▸ **STORED RECORDS**
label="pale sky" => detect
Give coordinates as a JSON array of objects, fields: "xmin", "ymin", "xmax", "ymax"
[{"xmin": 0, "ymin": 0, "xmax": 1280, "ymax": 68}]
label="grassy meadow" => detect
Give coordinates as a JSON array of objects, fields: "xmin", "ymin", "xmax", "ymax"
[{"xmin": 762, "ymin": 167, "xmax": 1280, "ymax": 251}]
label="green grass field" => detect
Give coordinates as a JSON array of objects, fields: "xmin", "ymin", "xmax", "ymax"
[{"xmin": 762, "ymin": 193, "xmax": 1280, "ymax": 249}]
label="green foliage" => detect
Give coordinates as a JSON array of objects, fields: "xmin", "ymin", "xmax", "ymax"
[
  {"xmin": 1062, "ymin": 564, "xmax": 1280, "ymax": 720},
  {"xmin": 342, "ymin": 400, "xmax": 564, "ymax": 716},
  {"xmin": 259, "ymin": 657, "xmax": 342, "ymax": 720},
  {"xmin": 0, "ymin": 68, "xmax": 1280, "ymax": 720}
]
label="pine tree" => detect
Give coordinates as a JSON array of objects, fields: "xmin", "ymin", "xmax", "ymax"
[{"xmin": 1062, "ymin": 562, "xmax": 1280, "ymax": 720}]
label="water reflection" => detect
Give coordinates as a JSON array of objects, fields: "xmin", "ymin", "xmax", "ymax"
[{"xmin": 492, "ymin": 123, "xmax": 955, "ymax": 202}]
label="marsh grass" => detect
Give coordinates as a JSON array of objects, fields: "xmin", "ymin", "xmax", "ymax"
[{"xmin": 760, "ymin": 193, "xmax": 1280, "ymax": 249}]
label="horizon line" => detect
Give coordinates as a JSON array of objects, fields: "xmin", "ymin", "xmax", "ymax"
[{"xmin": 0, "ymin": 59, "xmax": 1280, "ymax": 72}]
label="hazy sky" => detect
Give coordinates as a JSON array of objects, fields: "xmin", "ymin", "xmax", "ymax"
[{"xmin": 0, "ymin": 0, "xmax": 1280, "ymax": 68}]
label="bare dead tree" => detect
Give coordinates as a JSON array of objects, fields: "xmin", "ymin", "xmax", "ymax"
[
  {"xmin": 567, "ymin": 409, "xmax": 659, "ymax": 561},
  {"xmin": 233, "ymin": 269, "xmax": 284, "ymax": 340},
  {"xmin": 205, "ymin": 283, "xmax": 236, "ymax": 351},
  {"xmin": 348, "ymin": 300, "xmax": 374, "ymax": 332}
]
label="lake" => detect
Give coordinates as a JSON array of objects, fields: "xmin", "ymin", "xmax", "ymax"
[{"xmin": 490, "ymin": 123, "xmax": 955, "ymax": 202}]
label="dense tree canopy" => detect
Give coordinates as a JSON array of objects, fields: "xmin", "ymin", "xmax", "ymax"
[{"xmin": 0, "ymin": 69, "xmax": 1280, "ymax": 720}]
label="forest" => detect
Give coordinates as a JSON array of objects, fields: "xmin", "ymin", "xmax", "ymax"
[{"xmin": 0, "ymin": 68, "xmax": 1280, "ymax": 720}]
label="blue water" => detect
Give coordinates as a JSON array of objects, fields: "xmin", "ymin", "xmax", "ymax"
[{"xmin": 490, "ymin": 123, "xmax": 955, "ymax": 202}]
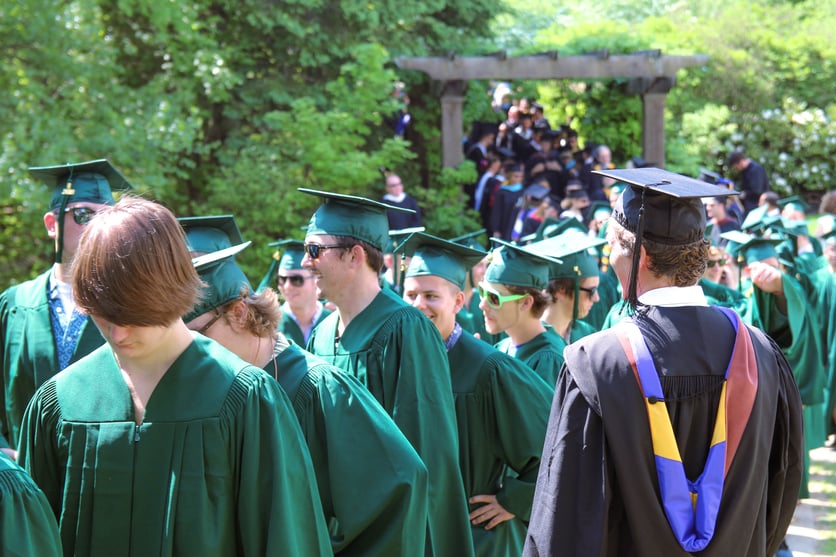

▸ **TASK**
Copy in full each line in the rows above that contains the string "green", treating uppercase and lowercase letters as distinct.

▸ **CORRECT RESPONSE**
label="green grass field" => detect
label="green foliage" => detect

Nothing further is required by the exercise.